Given text section start

L10, Gene therapy Flashcards
1
Q
Gene therapy definition:
A
- The introduction, using a vector, of nucleic acids into cells with the intention of altering gene expression to prevent, halt or reverse a pathological process
2
Q
4 Key groups of targets for gene therapy:
Include examples for each
A
- Single gene recessive LOF -> Gene addition or replacement (e.g. CF, haemophilia)
- Single gene haploinsufficiency -> Gene addition (e.g. DSH)
- Single gene dominant negative -> allele silencing or replacement (e.g. HD)
- Multi-gene or acquired -> addition of therapeutic gene (e.g. cancer, heart disease, rheumatoid arthritis)

Given text section end

■ Exercise 1
In the gene therapy flashcards, what approach is listed for single gene dominant negative targets?
■ Exercise 2
Shorten the definition in the gene therapy flashcards that begins "The introduction, using a vector," keeping its main facts.
■ Exercise 3
Please extract from the gene therapy flashcards the exact passage starting with "L10, Gene therapy" and going on through "addition (e.g. DSH)".

Data extract section start

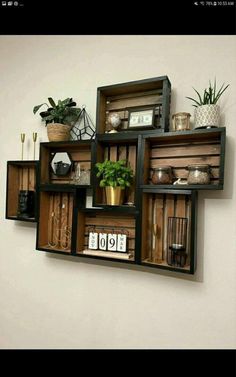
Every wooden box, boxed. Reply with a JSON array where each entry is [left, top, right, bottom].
[[40, 140, 94, 186], [141, 189, 197, 274], [96, 76, 171, 134], [76, 209, 136, 262], [6, 160, 38, 222], [140, 127, 225, 190]]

Data extract section end

■ Task response 1
Allele silencing or replacement.

■ Task response 2
Using a vector to put nucleic acids into cells to change gene expression, so as to prevent, halt or reverse a pathological process.

■ Task response 3
L10, Gene therapy Flashcards
1
Q
Gene therapy definition:
A
- The introduction, using a vector, of nucleic acids into cells with the intention of altering gene expression to prevent, halt or reverse a pathological process
2
Q
4 Key groups of targets for gene therapy:
Include examples for each
A
- Single gene recessive LOF -> Gene addition or replacement (e.g. CF, haemophilia)
- Single gene haploinsufficiency -> Gene addition (e.g. DSH)